> _Problem details_: In the copy you make, include no pictures, and transcribe every record exactly.
[Records to process]
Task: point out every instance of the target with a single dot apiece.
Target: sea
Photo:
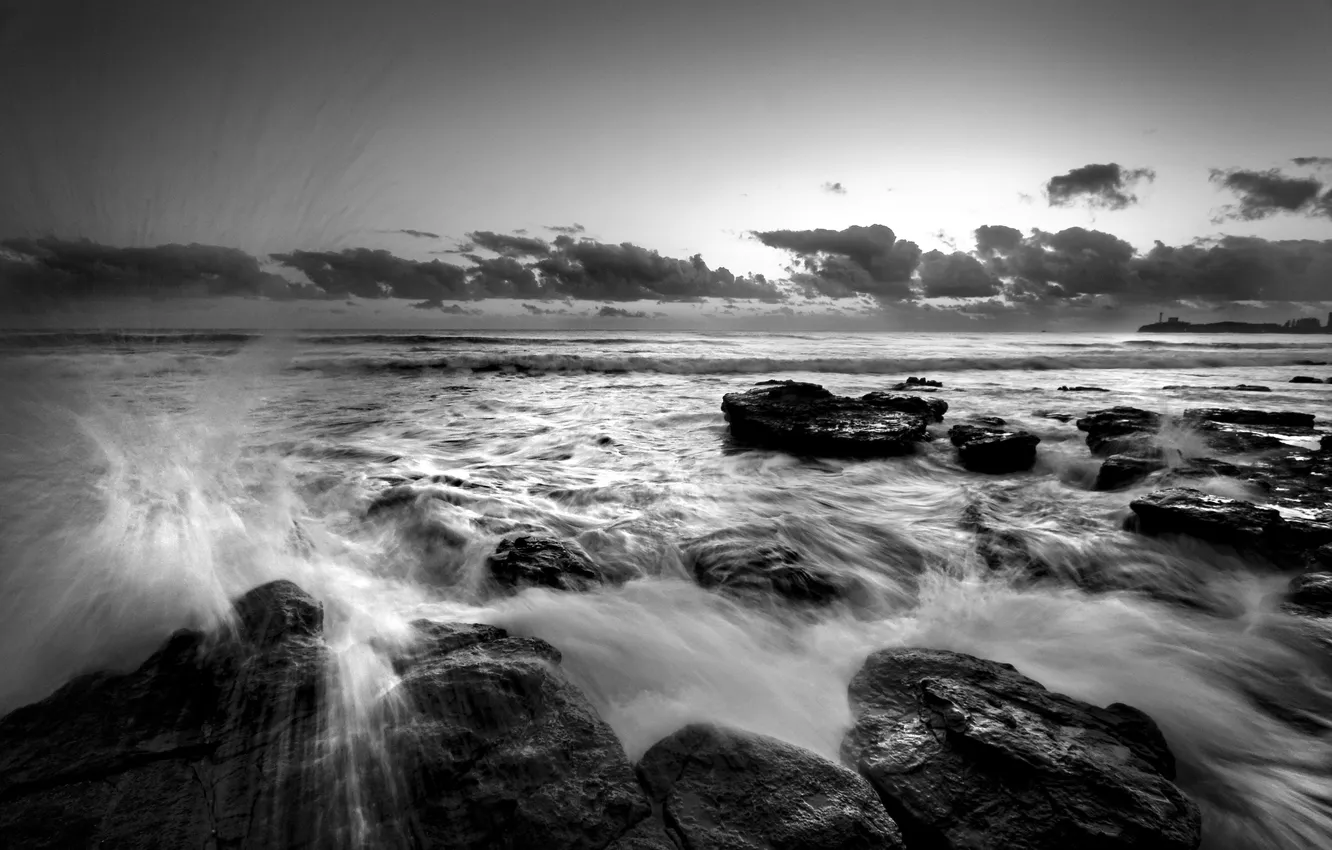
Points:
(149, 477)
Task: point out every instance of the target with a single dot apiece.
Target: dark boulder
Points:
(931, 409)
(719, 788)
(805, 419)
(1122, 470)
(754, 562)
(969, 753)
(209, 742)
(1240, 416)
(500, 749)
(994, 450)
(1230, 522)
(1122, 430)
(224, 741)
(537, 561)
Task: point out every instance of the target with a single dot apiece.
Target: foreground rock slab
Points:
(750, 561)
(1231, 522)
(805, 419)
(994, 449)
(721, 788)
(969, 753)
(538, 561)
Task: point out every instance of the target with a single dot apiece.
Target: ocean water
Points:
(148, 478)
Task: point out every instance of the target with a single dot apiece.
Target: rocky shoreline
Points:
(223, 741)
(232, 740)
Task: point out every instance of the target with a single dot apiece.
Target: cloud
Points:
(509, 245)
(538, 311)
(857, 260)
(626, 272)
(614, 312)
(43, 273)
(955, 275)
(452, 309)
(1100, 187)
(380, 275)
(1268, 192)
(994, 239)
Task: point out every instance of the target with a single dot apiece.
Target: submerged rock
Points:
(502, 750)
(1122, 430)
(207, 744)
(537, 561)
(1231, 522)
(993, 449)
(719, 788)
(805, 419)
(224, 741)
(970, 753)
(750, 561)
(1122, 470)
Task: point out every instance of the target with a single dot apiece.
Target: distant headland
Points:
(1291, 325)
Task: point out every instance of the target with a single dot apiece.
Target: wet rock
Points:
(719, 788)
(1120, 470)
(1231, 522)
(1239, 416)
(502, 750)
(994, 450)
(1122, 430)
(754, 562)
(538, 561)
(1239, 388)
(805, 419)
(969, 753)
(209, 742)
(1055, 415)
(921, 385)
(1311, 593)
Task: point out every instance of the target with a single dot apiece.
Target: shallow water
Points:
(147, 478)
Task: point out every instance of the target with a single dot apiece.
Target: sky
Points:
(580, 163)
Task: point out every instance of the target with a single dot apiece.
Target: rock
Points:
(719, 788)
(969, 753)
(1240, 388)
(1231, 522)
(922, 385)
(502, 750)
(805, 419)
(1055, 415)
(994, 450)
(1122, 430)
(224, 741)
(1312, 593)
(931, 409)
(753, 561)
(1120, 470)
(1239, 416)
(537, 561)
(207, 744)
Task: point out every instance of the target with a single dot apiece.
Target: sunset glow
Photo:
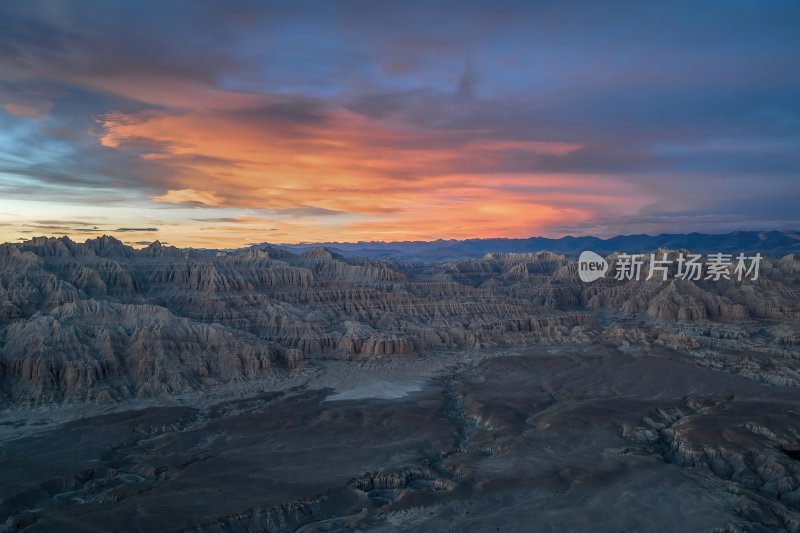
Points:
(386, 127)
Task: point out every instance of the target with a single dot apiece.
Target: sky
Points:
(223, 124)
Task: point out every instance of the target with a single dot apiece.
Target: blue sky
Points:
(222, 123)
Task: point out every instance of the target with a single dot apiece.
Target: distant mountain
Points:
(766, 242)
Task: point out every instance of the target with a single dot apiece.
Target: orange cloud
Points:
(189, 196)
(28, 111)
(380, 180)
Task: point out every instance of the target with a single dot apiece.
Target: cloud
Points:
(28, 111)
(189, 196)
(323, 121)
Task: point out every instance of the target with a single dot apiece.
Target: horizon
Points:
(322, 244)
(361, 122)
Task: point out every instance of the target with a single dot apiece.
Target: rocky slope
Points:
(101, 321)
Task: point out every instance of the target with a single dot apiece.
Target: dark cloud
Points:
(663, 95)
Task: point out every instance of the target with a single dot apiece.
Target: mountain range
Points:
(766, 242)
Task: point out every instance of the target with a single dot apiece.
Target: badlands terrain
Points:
[/Records to process]
> _Worked solution_:
Task: point out every instance of the target with a single dot apiece.
Target: sea
Photo:
Points:
(149, 477)
Task: point out every instance of the target with a single dot apiece.
Target: dark boulder
Points:
(931, 409)
(719, 788)
(805, 419)
(1122, 470)
(754, 562)
(969, 753)
(209, 742)
(1240, 416)
(500, 749)
(994, 450)
(1230, 522)
(1122, 430)
(224, 741)
(537, 561)
Task: point out every instance of the target with a single dot apiece.
Target: foreground rock slab
Points:
(750, 561)
(1231, 522)
(805, 419)
(994, 449)
(721, 788)
(969, 753)
(538, 561)
Task: point out every instance of the target with a single dot apiece.
Target: ocean water
Points:
(148, 478)
Task: point out every instance of the target with a single dot apiece.
Target: rocky shoreline
Points:
(223, 741)
(232, 740)
Task: point out every instance of the target with a single dot apiece.
Target: cloud
Points:
(509, 245)
(538, 311)
(857, 260)
(626, 272)
(614, 312)
(43, 273)
(955, 275)
(452, 309)
(1100, 187)
(380, 275)
(1268, 192)
(994, 239)
Task: point out every instance of the target with a single dot apiece.
Target: submerged rock
Points:
(502, 750)
(1122, 430)
(207, 744)
(537, 561)
(1231, 522)
(993, 449)
(719, 788)
(805, 419)
(224, 741)
(970, 753)
(750, 561)
(1122, 470)
Task: point out every instance of the target with a single dot apiece.
Target: distant headland
Points:
(1291, 325)
Task: point out every instance of the target with a single dot apiece.
Target: wet rock
Points:
(719, 788)
(1120, 470)
(1231, 522)
(1239, 416)
(502, 750)
(994, 450)
(1122, 430)
(754, 562)
(538, 561)
(1239, 388)
(805, 419)
(969, 753)
(209, 742)
(1055, 415)
(921, 385)
(1311, 593)
Task: point out every instance of the target with a single dot apiece.
Target: shallow water
Points:
(147, 478)
Task: point out every instance of the target with a single dot apiece.
Target: sky
Points:
(580, 163)
Task: point out every instance of the target with a single dot apiece.
Target: rock
Points:
(719, 788)
(969, 753)
(1240, 388)
(1231, 522)
(922, 385)
(502, 750)
(805, 419)
(1055, 415)
(994, 450)
(1122, 430)
(224, 741)
(1312, 593)
(931, 409)
(753, 561)
(1120, 470)
(1239, 416)
(537, 561)
(207, 744)
Task: point out every instance of the target with a single dot apiece.
Target: sunset glow
Photo:
Points:
(386, 127)
Task: point out every instance of the target with a single dot apiece.
Target: sky
Points:
(223, 124)
Task: point out every instance of the target with a single dot apiece.
Target: blue sky
Points:
(222, 123)
Task: point out every instance of the target with a single dot apiece.
Target: distant mountain
Points:
(766, 242)
Task: point out every instance of the target with a single dot apiece.
Target: orange cloud
Points:
(189, 196)
(28, 111)
(380, 180)
Task: point out every instance of the target with a single dot apiece.
Target: cloud
Points:
(28, 111)
(189, 196)
(323, 121)
Task: point out every instance of the target with a single dot apiece.
Target: horizon
Points:
(322, 244)
(361, 122)
Task: point out every instance of the target with a single dot apiece.
Target: rocky slope
Points:
(101, 321)
Task: point out every instance of the target with a single dot apiece.
Target: dark cloud
Points:
(663, 95)
Task: point out every instance of the target with a single dot apiece.
Target: mountain range
Points:
(766, 242)
Task: point out every instance of the target with a single dot apiece.
Target: badlands terrain
Points:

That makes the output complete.